▽

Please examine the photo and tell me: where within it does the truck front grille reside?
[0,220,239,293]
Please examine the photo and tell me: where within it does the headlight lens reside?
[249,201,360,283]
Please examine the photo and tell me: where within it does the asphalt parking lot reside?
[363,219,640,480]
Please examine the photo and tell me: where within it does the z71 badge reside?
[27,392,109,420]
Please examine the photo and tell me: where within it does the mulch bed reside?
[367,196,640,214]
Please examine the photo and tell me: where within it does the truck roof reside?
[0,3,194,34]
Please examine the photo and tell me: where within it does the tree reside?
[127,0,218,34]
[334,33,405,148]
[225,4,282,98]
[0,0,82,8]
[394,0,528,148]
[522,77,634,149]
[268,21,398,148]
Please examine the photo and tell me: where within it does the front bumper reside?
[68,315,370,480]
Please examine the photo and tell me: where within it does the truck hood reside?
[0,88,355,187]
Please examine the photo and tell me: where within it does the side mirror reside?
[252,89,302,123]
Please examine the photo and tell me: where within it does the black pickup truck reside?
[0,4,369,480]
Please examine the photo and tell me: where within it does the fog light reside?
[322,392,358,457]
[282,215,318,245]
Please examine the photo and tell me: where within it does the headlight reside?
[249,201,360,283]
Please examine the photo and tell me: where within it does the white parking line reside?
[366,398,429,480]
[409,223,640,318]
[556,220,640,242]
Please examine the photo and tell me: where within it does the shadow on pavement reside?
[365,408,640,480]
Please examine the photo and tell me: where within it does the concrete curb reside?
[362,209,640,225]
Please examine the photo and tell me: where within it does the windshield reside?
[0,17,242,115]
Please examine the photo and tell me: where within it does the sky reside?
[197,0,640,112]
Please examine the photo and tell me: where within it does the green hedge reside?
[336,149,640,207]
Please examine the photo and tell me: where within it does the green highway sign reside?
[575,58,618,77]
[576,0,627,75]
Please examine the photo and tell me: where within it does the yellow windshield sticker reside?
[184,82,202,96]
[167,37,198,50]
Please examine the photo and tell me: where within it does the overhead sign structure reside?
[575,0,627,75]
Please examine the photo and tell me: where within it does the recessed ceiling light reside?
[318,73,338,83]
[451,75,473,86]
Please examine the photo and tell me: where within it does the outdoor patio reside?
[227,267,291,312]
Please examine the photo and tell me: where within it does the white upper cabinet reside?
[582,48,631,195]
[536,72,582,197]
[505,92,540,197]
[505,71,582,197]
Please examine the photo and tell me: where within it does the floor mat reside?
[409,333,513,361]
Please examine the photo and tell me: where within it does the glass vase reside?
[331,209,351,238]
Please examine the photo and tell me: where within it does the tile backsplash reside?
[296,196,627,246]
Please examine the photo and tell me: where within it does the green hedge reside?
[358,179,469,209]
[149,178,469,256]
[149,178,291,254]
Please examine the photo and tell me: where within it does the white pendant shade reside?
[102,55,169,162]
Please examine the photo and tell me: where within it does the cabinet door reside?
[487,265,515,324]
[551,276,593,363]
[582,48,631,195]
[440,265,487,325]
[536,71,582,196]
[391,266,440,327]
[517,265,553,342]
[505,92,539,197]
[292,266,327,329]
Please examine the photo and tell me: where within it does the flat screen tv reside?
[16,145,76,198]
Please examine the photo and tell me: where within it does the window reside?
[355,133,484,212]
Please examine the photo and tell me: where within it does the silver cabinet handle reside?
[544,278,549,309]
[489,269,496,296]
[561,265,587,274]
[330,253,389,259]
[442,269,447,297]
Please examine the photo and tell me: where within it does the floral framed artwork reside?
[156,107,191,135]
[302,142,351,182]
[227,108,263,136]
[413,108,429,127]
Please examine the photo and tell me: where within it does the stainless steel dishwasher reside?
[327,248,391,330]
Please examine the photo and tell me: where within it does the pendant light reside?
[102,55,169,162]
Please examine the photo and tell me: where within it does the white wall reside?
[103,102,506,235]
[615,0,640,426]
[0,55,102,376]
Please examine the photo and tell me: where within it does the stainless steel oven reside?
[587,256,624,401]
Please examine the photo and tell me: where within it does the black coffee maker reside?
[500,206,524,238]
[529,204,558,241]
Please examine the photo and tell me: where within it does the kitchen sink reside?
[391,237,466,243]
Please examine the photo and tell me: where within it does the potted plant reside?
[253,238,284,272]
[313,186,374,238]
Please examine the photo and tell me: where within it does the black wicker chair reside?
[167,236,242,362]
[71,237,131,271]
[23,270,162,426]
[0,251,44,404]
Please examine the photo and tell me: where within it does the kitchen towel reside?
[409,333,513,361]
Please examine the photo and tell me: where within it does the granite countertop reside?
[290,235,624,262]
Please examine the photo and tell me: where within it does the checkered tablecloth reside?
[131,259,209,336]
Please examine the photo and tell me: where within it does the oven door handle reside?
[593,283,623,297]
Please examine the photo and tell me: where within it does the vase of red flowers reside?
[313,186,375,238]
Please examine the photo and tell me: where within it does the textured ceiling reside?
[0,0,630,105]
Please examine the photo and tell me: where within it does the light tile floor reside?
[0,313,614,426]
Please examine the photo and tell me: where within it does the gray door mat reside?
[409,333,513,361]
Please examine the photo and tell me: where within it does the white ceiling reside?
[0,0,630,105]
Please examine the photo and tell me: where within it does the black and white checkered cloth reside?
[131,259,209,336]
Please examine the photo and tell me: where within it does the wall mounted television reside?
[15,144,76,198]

△

Your objective - Copy out all of the lines above word for word, without changing anything.

Solution to this problem -
Please examine the photo and tell me: where within it does the truck front grille reside?
[0,220,239,293]
Please examine the photo and tell me: where within it does the headlight lens reside?
[249,201,360,283]
Please examine the photo and tell me: where within it does the asphalt parking lot reside?
[363,219,640,480]
Please examine the photo and tell me: where within it does the z71 badge reside?
[27,392,109,420]
Please examine the photo and tell me: where within it does the mulch bed reside?
[367,196,640,214]
Please examine the photo and tell me: where within it does the truck roof reside?
[0,3,194,34]
Please examine the photo and tell me: where within it does the tree reside?
[127,0,218,34]
[334,33,405,148]
[225,4,282,98]
[0,0,82,8]
[394,0,528,148]
[522,77,634,149]
[268,21,398,148]
Please examine the photo and tell me: where within it does the front bumper reside?
[68,315,370,480]
Please examine the photo and tell me: where within it does the truck hood reside?
[0,88,355,187]
Please examine the photo and tell me: where within it does the side mirror reside?
[252,89,302,123]
Please examine the photo and tell me: where within it does the black pickup truck reside?
[0,4,369,480]
Please examine the photo and tell me: where within it does the fog light reside?
[322,392,358,457]
[282,215,318,245]
Please examine the photo and tell me: where within it does the headlight reside?
[249,201,360,283]
Please examine the photo and tell me: where within it does the white parking line reside?
[366,398,429,480]
[409,223,640,318]
[556,220,640,242]
Please examine the photo and tell me: where within it does the shadow on pavement reside?
[365,408,640,480]
Please examine the photo and tell me: where within it does the concrete curb reside?
[362,209,640,225]
Please examine the photo and tell me: where within it does the windshield reside?
[0,17,242,115]
Please examine the photo and tell me: where within it does the sky reside?
[197,0,640,112]
Please examine the photo and tell me: where within it does the green hedge reside?
[336,149,640,207]
Please examine the photo and tell me: where within it does the green highway sign reside?
[575,58,618,77]
[576,0,627,75]
Please examine the photo and tell me: where within it does the yellow windshield sticker reside?
[184,82,202,96]
[167,37,198,50]
Please examine the photo and tell me: where within it does the overhead sign structure reside?
[575,0,627,75]
Please examine the photo and tell me: where within it does the recessed ceiling light reside?
[318,73,338,83]
[451,75,473,86]
Please examine the photo and tell me: where within it does the outdoor patio reside?
[227,267,291,312]
Please examine the photo and tell me: where within it does the white upper cabinet reside?
[582,48,631,195]
[536,72,582,197]
[505,92,540,197]
[505,71,582,197]
Please examine the photo and tell me: where within it does the floor mat reside?
[409,333,513,361]
Please examine the photo and tell me: where within it does the glass vase reside?
[331,209,351,238]
Please examine the photo and tell me: where within it does the tile backsplash reside?
[296,196,627,246]
Please examine the photo and tell me: where within it does the green hedge reside?
[358,179,469,209]
[149,178,469,256]
[149,178,291,254]
Please examine the photo and tell me: where within it does the white pendant shade reside?
[102,55,169,162]
Please examine the photo and tell me: where within it does the cabinet door reside?
[487,265,515,324]
[551,276,593,363]
[582,48,631,195]
[440,265,487,325]
[536,71,582,196]
[391,266,440,327]
[517,265,553,342]
[505,92,539,197]
[292,266,327,329]
Please examine the photo and tell me: where within it does the flat screen tv reside?
[16,145,76,198]
Please examine the photo and tell me: where within it does the window reside?
[355,133,484,212]
Please examine the photo and tell me: where within it does the silver cabinet handle reside?
[544,278,549,309]
[489,269,496,296]
[561,265,587,274]
[330,253,389,259]
[442,269,447,297]
Please examine the photo and tell me: where within it does the floral framed artwork reside?
[156,107,191,135]
[302,142,351,182]
[227,108,263,136]
[413,108,429,127]
Please examine the photo and tell me: where within it does the stainless steel dishwasher reside?
[327,248,391,330]
Please examine the photo and tell me: where within it does the pendant light reside?
[102,55,169,162]
Please examine the photo and tell me: where within it does the white wall reside?
[103,102,506,235]
[615,0,640,426]
[0,55,102,376]
Please examine the photo and tell me: where within it does the stainless steel oven reside?
[587,256,624,401]
Please examine the photo and tell me: where within it does the black coffee maker reside?
[500,206,524,238]
[529,204,558,241]
Please examine the photo and tell me: where within it does the kitchen sink reside?
[391,237,466,243]
Please examine the photo and tell me: where within it does the potted plant reside?
[253,238,284,272]
[313,186,374,238]
Please examine the photo and tell me: where within it does the black wicker chair reside?
[167,236,242,362]
[71,237,131,271]
[23,270,162,426]
[0,251,44,404]
Please examine the photo and tell me: where within it does the kitchen towel reside?
[409,333,513,361]
Please examine the photo and tell me: where within it does the granite countertop reside?
[290,235,624,262]
Please examine the photo and tell me: where within it does the checkered tablecloth reside?
[131,259,209,336]
Please examine the photo and tell me: where within it does the oven door handle reside?
[593,283,623,297]
Please examine the photo and tell me: where within it does the vase of red flowers reside?
[313,186,375,238]
Please examine the photo and tell me: where within it does the textured ceiling reside?
[0,0,630,105]
Please examine the photo and tell me: where within it does the light tile floor reside?
[0,313,614,426]
Please examine the photo and tell me: where within it does the gray door mat reside?
[409,333,513,361]
Please examine the photo and tell me: where within it does the white ceiling reside?
[0,0,630,105]
Please examine the photo and tell me: where within it does the black and white checkered cloth reside?
[131,259,209,336]
Please examine the photo and tell me: where within it does the wall mounted television reside?
[15,144,76,198]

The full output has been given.